§ **COMPITI DA SVOLGERE**
1. Traduci in inglese questa frase del brano sulle parole ai tempi del Coronavirus: «Potrebbe essere un fiorire di iniziative con cui scoprire nuove potenzialità del digitale per comunicare e condividere.»
2. Prosegui il brano sulle parole ai tempi del Coronavirus, riprendendo subito dopo la sua ultima frase.

━━ BRANO FORNITO

Possono naturalmente diventarlo quando sono parole di potere. Lo straordinario successo delle misure di contenimento del contagio che l’editoriale della prestigiosa rivista Lancet riconosce al governo cinese non credo derivi dalla “pronta accettazione del popolo cinese” quanto dal regime dittatoriale e di paura in cui tali misure sono state autoritariamente decise, imposte e realizzate sulla testa di milioni di persone. È questo il tipo di parola d’ordine cui aspiriamo non essendo contemporaneamente capaci di rimanere a casa per un fine settimana?
Forzatamente costretti all’immobilità fisica dalle parole altalenanti, imbarazzate, confuse del governo, avremmo le parole di un intero mondo digitale a nostra disposizione. Non solo per lo smart working, la scuola digitale ma anche e soprattutto per il contatto tra di noi e con i nostri cari nelle zone rosse, per scambiarci reciprocamente conforto e forza in un momento che mette alla prova non solo il corpo ma anche la nostra mente. Potrebbe essere un fiorire di iniziative con cui scoprire nuove potenzialità del digitale per comunicare e condividere. Anche qui tuttavia sembra riusciamo a trovare tante parole ma non quelle che si fanno carne Felicia Pelagalli ha riassunto qui la mappa delle parole scambiate su Twitter sul tema del Coronavirus. “Più di 2 milioni di tweet, in poco più di due settimane, in Italia” raggruppabili in 4 aree tematiche: contagio, gestione dell’emergenza, chiusura delle scuole, news dal mondo. Naturalmente è fondamentale lo scambio di informazioni e di conoscenze sul contagio, su tutte le misure per contrastarlo così come su tutti i provvedimenti sanitari. Altrettanto naturale e umano scaricare la propria angoscia e talvolta anche il proprio odio in rete nell’illusione di potersene liberare. Può forse momentaneamente aiutare a distrarsi litigare su mortalità e letalità del virus, statistiche, grafici e colpe (altrui) nella trasmissione del contagio. Nella lunga durata abbiamo però bisogno di di parole che diventino riflessione, scambio di sentimenti, vicinanza affettiva, insomma carne. Possiamo aspettarcele da scrittori “veri” come quelli descritti da Canetti ma per la prima volta nella storia dell’umanità possiamo facilmente scambiare e condividere noi parole “vere” e farle diventare parte vivente, attiva, creativa del nostro quotidiano. Non ci servono la saggezza preconfezionata di Freud in aforismi, i versi più accattivanti di Alda Merini, i tramonti in montagna, le albe sulla spiaggia, dipinti fin troppo conosciuti a far da sfondo a banalità note. Abbiamo bisogno che le parole dei social in questo momento di prova e di emergenza ci facciano sentire la vicinanza sincera di altri che come noi soffrono e sperano, inventano nuove strategie di resistenza contro l’ansia e sperimentano con noi nuove possibilità di dialogo e di comprensione.

━━━━
━━ MATERIALE FORNITO

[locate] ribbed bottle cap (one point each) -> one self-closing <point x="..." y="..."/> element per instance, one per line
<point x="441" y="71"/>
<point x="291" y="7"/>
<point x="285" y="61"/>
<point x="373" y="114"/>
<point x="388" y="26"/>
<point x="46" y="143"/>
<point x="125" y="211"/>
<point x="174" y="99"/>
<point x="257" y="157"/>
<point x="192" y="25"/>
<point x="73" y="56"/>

━━━━

§ **LE TUE RISPOSTE**
1. It could be a flourishing of initiatives through which to discover new potential in digital technology for communicating and sharing.

2.
Paradossalmente quelli che potrebbero meglio capire le nostre angosce sono quelli che noi ora stiamo scacciando dai nostri confini, militarmente difesi, quelli che con la sofferenza, l’imprevedibilità, l’impotenza ci vivono tutti i giorni, senza sapere se arriveranno a sera. Un altro grande intellettuale del passato, ci ricorda Baumann, Arthur Koestler ammoniva che alla vigilia di un’altra grande catastrofe “nel 1933 e successivi due o tre anni, le sole persone con un’intima comprensione di quello che accadeva nel giovane terzo Reich erano alcune migliaia di rifugiati“.